[start of Items]

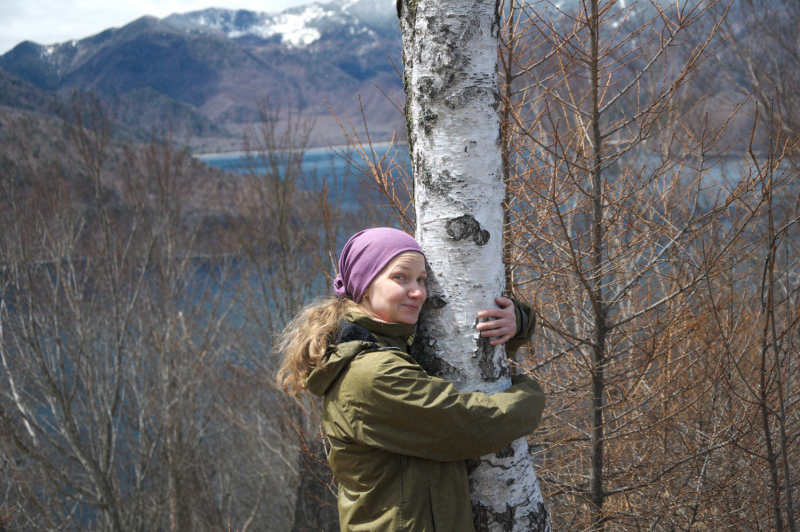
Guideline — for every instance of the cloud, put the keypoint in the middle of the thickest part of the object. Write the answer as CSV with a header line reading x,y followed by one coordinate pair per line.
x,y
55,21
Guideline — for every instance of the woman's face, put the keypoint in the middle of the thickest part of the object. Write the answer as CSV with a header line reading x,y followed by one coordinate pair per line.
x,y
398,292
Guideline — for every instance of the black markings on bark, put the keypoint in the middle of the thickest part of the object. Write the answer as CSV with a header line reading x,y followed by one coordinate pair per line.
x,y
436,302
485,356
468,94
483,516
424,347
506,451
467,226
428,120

[end of Items]

**Requirements**
Reproduce the listing above word for word, from the first guideline to the last coordinate pair, and leave the pictures out.

**Written answer**
Guideline — for every instance of the cloud, put the keypoint in the middle of the thickest part of the object. Write the answer as CSV with a header line reading x,y followed by one coordinate pair per line.
x,y
55,21
Guideline — for every instance of the woman's face, put the keypoint in the middle of the thickest part of the object. Write the answer as CSV with a header line reading x,y followed by one coordinate pair per line.
x,y
398,292
Guideline — for every instance of the black markings on bark, put the keypoint in the middle of the thickest part of the object. Write the answer as CSV with a header line reading x,y followed by one coordinate pair per line.
x,y
436,302
485,356
468,94
483,516
424,347
506,451
467,226
428,120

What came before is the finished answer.